— Exercise —
Return exactly the lines of the entries, from the one with "# fill-rule: evenodd" to the last.

— Data —

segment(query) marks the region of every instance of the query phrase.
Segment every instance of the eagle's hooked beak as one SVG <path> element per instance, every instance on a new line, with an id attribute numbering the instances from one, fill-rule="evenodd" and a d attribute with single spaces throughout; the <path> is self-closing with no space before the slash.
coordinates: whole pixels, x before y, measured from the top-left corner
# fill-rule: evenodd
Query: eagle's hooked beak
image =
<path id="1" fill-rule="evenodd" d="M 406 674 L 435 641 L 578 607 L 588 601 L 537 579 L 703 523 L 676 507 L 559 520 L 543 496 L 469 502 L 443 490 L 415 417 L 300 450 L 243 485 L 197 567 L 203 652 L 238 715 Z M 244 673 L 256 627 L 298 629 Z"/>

— Reply —
# fill-rule: evenodd
Query: eagle's hooked beak
image =
<path id="1" fill-rule="evenodd" d="M 406 674 L 435 641 L 578 607 L 588 601 L 537 579 L 703 523 L 676 507 L 559 520 L 543 496 L 469 502 L 443 490 L 415 417 L 300 450 L 243 485 L 197 567 L 203 652 L 238 715 Z M 244 673 L 256 627 L 298 629 Z"/>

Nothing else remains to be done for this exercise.